TO BE DONE
Only the lines from the one containing "find the wrist" through the end of the records should be retyped, exactly and including both ends; pictures stay out.

INPUT DATA
* start *
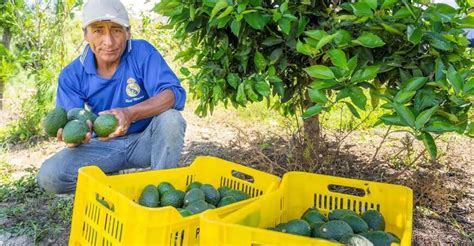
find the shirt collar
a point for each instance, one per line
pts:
(88, 61)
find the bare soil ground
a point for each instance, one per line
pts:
(443, 190)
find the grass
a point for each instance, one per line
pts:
(31, 211)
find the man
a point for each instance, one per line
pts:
(129, 79)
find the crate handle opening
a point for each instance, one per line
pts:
(107, 204)
(347, 190)
(243, 176)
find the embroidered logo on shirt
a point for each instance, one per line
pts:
(133, 89)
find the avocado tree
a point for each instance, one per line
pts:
(408, 57)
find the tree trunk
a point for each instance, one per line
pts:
(6, 38)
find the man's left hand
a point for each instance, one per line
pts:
(124, 118)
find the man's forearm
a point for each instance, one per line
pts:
(153, 106)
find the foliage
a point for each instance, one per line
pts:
(31, 211)
(38, 49)
(315, 54)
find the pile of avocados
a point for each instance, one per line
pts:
(197, 198)
(74, 124)
(342, 226)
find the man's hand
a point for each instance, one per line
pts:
(86, 140)
(124, 117)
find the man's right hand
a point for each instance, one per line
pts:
(86, 140)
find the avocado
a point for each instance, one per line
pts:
(378, 238)
(355, 240)
(197, 206)
(163, 187)
(105, 124)
(149, 197)
(222, 190)
(337, 214)
(193, 185)
(315, 229)
(81, 114)
(54, 120)
(75, 131)
(237, 195)
(374, 219)
(174, 198)
(312, 215)
(226, 201)
(357, 224)
(193, 195)
(211, 194)
(335, 229)
(298, 227)
(184, 212)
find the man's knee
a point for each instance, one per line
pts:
(52, 177)
(170, 122)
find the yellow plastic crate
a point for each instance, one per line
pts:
(124, 222)
(299, 191)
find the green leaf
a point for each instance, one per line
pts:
(439, 67)
(323, 84)
(453, 77)
(317, 96)
(320, 72)
(235, 27)
(316, 34)
(262, 88)
(343, 37)
(324, 40)
(402, 13)
(241, 97)
(312, 111)
(358, 97)
(365, 74)
(259, 61)
(256, 20)
(405, 113)
(369, 40)
(430, 144)
(361, 9)
(222, 4)
(233, 80)
(352, 64)
(440, 126)
(466, 22)
(285, 25)
(388, 3)
(441, 12)
(353, 110)
(305, 49)
(390, 120)
(374, 97)
(415, 83)
(270, 41)
(414, 35)
(342, 94)
(338, 58)
(404, 96)
(372, 3)
(210, 3)
(424, 117)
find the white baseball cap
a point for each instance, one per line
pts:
(104, 10)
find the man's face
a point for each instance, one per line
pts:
(107, 40)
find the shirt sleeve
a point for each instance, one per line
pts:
(68, 94)
(158, 76)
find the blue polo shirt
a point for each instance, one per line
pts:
(142, 73)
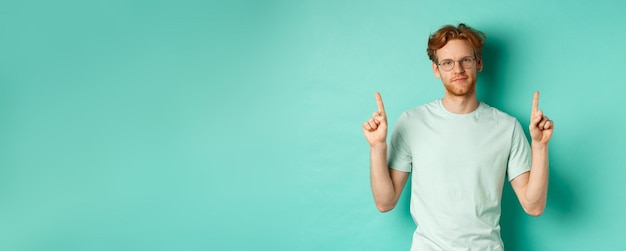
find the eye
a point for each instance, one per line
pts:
(446, 63)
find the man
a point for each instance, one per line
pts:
(460, 150)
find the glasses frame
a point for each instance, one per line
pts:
(473, 63)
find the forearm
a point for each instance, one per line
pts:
(537, 188)
(380, 178)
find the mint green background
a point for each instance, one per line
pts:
(235, 125)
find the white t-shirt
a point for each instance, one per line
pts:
(459, 163)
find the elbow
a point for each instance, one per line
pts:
(535, 211)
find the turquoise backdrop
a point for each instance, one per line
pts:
(236, 125)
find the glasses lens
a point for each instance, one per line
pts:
(467, 63)
(447, 65)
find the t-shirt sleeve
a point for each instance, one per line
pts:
(519, 157)
(399, 154)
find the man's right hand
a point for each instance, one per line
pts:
(375, 129)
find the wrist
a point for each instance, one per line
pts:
(536, 145)
(379, 146)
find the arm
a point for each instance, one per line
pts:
(387, 183)
(532, 187)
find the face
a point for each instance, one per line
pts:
(458, 81)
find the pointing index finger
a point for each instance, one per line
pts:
(535, 103)
(379, 101)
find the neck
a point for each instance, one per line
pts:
(460, 104)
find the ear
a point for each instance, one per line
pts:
(436, 71)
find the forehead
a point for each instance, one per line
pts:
(455, 49)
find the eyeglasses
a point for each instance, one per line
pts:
(448, 64)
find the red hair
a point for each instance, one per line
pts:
(440, 38)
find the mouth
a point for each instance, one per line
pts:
(459, 79)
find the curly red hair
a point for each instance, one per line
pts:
(440, 38)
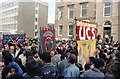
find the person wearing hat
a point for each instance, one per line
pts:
(49, 71)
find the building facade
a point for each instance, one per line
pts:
(23, 17)
(65, 14)
(105, 14)
(108, 19)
* end *
WRITTEN RESPONSE
find the wrist
a point for each instance, one per line
pts:
(536, 145)
(379, 146)
find the arm
a point for each instance, one per line
pts:
(387, 183)
(532, 187)
find the face
a point for each instance, one per line
pts:
(458, 81)
find the pointing index finger
a point for each instance, one per line
pts:
(535, 103)
(379, 101)
find the neck
a point for each instance, one per line
pts:
(460, 104)
find the ear
a point for each instance, one per line
pts:
(436, 71)
find the forehead
a point for each instance, one per line
pts:
(455, 49)
find the eyeglasses
a point for each instance, one per line
pts:
(448, 64)
find the red hair
a point for each instance, one per line
pts:
(440, 38)
find the mouth
a point for each instance, one per line
pts:
(459, 79)
find the curly red hair
a point for each instance, one per line
pts:
(440, 38)
find the person wearing hat
a point for each instance, one per line
pts:
(49, 71)
find the building facade
a point for each instance, one per line
pts:
(23, 17)
(65, 14)
(105, 14)
(108, 19)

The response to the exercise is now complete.